=== WORK ITEM A ===
From the article on the Royal Clock in Sydney's Queen Victoria Building, extract the passage starting with "- King Harold" and going on through "his six wives.".
=== WORK ITEM B ===
Answer these questions using the article on the Royal Clock in Sydney's Queen Victoria Building, one answer per line:
(i) Which firm made the clock, and in what town is that firm based?
(ii) Between what hours does the clock activate?
(iii) In what year is King John shown signing Magna Carta?
=== WORK ITEM C ===
Continue the article on the Royal Clock in Sydney's Queen Victoria Building from the point where it stops.

The "Royal Clock" is located on the upper level of the southern half of the Queen Victoria Building in Sydney, New South Wales, Australia. It was designed by Neil Glasser and made by Thwaites & Reed of Hastings in England, and when activated, displays scenes of English royalty. The plaque on the side of the clock reads "By appointment to Her Majesty Queen Elizabeth II. Turret Clockmakers Thwaites & Reed Ltd Hastings England".

==Performance==
The clock activates on the hour from 9 am until 9 pm. Each performance begins with the music of the trumpet voluntary as miniature trumpeters emerge from the tops of each of the clock's four outer turrets. The trumpeters withdraw at the end of the voluntary. The six scenes are viewed (one at a time) through windows on both sides of the clock that face the railed walkways. Each scene briefly illuminates to display a diorama of English royal history, before dimming and rotating to the left in preparation for the next scene. Most of the scenes include mechanical animation. One of these for example, depicts the execution of King Charles I.

==Music==
The Royal Clock's performance is accompanied by music written by Jeremiah Clarke called The Prince of Denmark's March (commonly known as the Trumpet Voluntary).

==Scenes==
The six scenes (in chronological order) depict:
- Cnut the Great commanding the tide to halt.
- King Harold dying on the field at the Battle of Hastings in 1066.
- John, King of England signing Magna Carta in 1215. Also present in the scene is Stephen Cardinal Langton.
- Henry VIII and his six wives.
- Queen Elizabeth I knighting Sir Francis Drake aboard the Golden Hind in 1588 (an apocryphal scene as the ceremony was performed by the ambassador from France—in the Queen's presence).

=== DATASET CONTENT ===
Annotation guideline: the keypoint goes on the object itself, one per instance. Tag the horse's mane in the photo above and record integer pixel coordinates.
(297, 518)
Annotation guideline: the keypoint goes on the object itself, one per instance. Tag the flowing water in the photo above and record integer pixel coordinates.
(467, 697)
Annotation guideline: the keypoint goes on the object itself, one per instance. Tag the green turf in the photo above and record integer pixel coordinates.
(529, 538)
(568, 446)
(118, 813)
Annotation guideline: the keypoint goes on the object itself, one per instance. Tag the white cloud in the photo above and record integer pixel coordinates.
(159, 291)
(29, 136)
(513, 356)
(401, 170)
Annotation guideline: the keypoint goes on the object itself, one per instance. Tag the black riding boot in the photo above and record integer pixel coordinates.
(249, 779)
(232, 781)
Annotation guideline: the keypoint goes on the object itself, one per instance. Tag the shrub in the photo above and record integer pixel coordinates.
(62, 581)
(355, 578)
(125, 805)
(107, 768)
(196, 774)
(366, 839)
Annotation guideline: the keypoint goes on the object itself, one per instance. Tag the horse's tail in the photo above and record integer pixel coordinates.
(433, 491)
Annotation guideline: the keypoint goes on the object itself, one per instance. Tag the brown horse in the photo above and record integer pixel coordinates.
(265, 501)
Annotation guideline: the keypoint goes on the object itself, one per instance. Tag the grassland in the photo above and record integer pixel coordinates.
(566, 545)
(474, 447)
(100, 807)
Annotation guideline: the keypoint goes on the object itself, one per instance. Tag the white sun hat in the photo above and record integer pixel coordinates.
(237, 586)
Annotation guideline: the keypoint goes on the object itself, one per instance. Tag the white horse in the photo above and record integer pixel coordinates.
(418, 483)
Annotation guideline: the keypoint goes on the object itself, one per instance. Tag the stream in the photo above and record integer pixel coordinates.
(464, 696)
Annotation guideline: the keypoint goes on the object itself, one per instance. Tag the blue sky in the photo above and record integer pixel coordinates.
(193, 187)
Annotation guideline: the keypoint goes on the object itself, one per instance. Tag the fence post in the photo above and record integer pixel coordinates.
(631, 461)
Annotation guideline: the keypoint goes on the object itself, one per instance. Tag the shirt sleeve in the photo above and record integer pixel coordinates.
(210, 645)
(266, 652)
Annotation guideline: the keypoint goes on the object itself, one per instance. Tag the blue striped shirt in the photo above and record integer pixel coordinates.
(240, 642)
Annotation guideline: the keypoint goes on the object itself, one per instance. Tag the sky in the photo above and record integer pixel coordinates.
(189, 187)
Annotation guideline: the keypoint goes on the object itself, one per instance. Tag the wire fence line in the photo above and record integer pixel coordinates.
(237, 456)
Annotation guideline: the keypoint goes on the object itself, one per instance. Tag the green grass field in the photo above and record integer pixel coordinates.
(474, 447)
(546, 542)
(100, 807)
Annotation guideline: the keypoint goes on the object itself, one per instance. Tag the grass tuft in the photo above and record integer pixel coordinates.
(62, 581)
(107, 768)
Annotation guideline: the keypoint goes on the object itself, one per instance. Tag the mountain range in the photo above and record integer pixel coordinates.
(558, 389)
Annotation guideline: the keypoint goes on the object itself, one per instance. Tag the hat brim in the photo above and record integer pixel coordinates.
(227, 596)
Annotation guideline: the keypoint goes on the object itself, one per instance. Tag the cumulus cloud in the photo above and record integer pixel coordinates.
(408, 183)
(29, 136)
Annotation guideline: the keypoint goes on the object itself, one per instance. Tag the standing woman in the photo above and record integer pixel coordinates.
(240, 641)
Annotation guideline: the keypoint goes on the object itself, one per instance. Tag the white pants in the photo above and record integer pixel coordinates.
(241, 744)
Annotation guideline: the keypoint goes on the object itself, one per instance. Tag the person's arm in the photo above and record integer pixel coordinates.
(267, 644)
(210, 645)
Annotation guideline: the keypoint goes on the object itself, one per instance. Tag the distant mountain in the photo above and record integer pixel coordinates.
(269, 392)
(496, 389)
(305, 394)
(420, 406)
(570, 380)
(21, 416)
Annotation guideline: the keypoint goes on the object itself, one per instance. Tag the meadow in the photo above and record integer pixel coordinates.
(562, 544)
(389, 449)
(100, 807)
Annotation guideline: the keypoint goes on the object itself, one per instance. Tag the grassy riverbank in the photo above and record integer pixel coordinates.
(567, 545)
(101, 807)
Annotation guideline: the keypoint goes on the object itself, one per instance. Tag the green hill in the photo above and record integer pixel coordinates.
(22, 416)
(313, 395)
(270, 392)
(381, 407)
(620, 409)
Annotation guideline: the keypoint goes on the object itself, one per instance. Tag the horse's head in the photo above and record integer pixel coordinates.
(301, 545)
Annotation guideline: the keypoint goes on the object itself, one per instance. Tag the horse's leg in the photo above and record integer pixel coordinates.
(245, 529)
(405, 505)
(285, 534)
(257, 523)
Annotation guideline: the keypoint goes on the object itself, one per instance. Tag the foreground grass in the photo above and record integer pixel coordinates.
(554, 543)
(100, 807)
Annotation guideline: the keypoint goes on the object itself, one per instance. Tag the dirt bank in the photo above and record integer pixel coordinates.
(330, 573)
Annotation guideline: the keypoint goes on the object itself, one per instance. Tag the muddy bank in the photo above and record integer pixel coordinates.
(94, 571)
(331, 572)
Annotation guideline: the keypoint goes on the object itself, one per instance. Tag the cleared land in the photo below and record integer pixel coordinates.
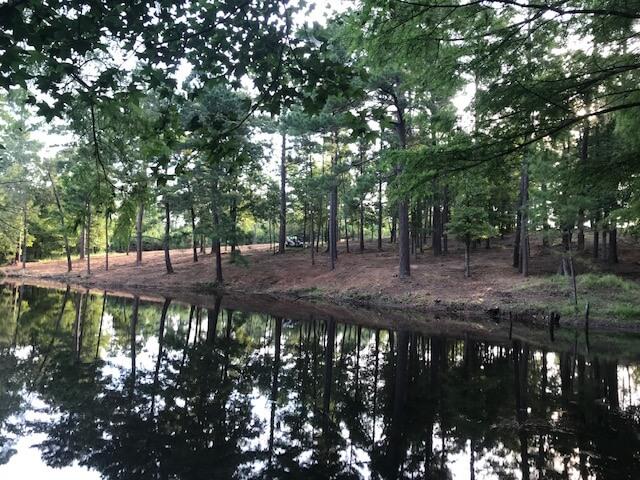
(370, 279)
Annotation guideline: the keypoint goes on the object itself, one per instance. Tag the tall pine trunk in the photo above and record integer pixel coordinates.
(139, 234)
(379, 211)
(81, 241)
(106, 241)
(333, 208)
(613, 245)
(283, 195)
(24, 237)
(167, 228)
(193, 233)
(524, 224)
(467, 256)
(403, 203)
(65, 234)
(88, 238)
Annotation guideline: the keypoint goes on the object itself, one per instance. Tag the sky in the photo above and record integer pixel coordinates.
(53, 140)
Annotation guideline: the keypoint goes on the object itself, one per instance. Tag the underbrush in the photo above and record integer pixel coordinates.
(610, 298)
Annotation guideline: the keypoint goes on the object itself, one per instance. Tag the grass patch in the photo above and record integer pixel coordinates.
(610, 297)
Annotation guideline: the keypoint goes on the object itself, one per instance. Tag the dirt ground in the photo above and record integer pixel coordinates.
(368, 278)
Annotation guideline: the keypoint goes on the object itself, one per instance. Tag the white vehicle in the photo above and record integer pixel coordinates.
(293, 242)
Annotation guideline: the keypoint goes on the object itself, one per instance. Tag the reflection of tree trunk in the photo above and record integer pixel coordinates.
(520, 369)
(375, 387)
(194, 242)
(274, 384)
(19, 297)
(186, 346)
(357, 372)
(328, 373)
(212, 319)
(104, 303)
(283, 195)
(134, 324)
(57, 327)
(76, 327)
(156, 373)
(611, 372)
(139, 234)
(396, 437)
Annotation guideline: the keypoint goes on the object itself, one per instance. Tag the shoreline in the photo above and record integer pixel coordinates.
(368, 282)
(601, 340)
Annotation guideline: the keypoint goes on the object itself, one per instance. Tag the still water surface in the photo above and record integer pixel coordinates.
(95, 386)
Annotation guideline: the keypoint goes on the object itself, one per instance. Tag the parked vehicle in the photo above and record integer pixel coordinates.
(294, 242)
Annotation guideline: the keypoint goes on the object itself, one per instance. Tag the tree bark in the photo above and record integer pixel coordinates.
(333, 207)
(445, 220)
(24, 237)
(62, 224)
(233, 211)
(216, 245)
(379, 211)
(167, 228)
(516, 239)
(467, 256)
(81, 242)
(346, 232)
(596, 239)
(106, 241)
(613, 245)
(88, 238)
(139, 234)
(524, 223)
(403, 204)
(283, 195)
(193, 233)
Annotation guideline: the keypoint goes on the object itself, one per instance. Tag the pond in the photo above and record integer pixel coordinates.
(99, 386)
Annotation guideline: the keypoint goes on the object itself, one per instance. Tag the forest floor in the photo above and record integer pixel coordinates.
(370, 279)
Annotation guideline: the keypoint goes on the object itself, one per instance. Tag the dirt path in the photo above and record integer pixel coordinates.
(369, 278)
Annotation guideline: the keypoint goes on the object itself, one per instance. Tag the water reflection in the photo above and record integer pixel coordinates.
(126, 388)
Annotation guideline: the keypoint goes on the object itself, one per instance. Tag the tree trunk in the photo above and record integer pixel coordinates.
(524, 223)
(216, 245)
(333, 208)
(81, 242)
(516, 239)
(436, 229)
(313, 253)
(394, 222)
(613, 245)
(467, 256)
(596, 239)
(106, 241)
(379, 211)
(444, 219)
(193, 234)
(403, 247)
(167, 228)
(283, 195)
(304, 225)
(88, 238)
(62, 224)
(346, 233)
(233, 211)
(361, 226)
(24, 237)
(139, 234)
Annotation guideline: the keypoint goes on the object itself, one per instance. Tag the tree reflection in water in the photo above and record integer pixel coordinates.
(134, 389)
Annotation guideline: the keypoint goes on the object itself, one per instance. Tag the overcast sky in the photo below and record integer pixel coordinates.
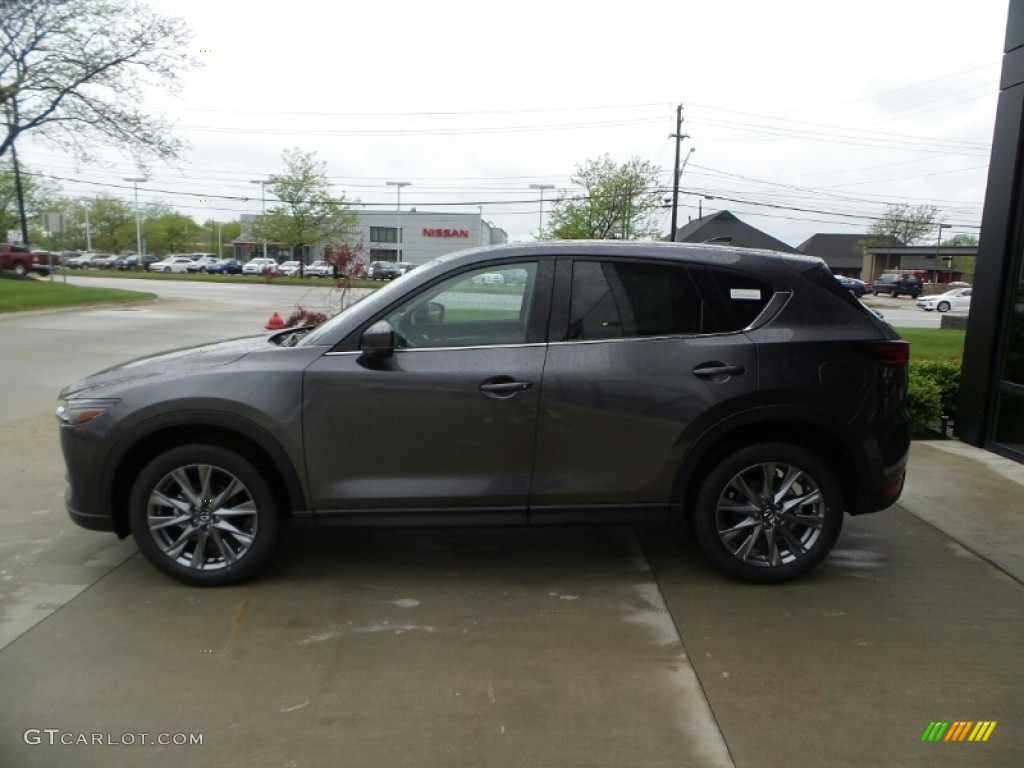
(805, 117)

=== RESPONSE A ===
- King Harold dying on the field at the Battle of Hastings in 1066.
- John, King of England signing Magna Carta in 1215. Also present in the scene is Stephen Cardinal Langton.
- Henry VIII and his six wives.

=== RESPONSE B ===
(i) Thwaites & Reed, of Hastings in England
(ii) On the hour from 9 am until 9 pm
(iii) 1215

=== RESPONSE C ===
- The execution of King Charles I in 1649.
- Atop the clock there are Four Heralds who appear to announce the start of the performance
- Each of the mechanised 3D scenes in the clock was created Marcus Replicas, Leicestershire, a firm which specialised in making lifelike figures and three dimensional scenes from history. Dennis Morton (co-owner of and chief designer for the firm) created the design for each scene, after which both he and Elizabeth Sharp (an artist and sculptor who specialised in equestrian subjects), spent over three years creating the figures which would bring them to life. Each figure was sculpted in clay, before being cast in resin and then hand painted in acrylics and metallic paints by Marcus Replicas' own team of painters. Once complete, the figures were assembled into their respective historical tableaux and Elizabeth painted a background scene for each one, intended to evoke a sense of the relevant period. Each completed scene was then sent to Thwaites and Reed to be mechanised and assembled into the clock itself.